[Start of section]

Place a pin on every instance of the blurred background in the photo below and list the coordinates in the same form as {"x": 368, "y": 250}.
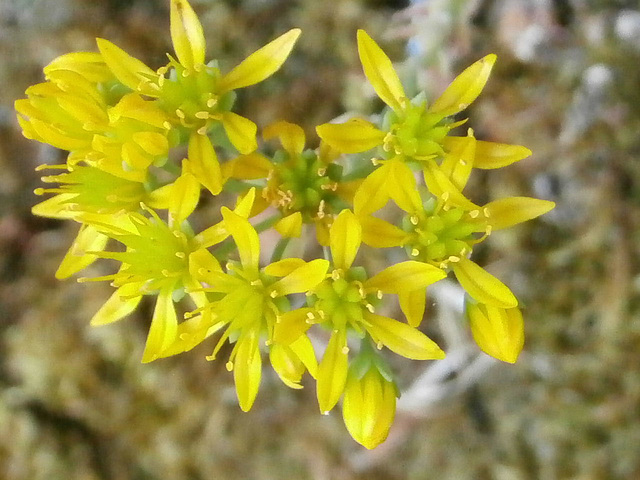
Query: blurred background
{"x": 75, "y": 401}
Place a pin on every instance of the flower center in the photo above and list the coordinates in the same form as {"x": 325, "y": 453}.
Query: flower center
{"x": 417, "y": 133}
{"x": 303, "y": 183}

[End of section]

● What needs to be done
Without including any picture, retype the entries exactly.

● Exercise result
Place a pin on every instance of the blurred background in the photo below and list the coordinates in the same form as {"x": 368, "y": 250}.
Query: blurred background
{"x": 75, "y": 401}
Place a pin on every instance of the flower center in the photo above and list the coordinates in the same form as {"x": 325, "y": 453}.
Query: flower center
{"x": 417, "y": 133}
{"x": 303, "y": 183}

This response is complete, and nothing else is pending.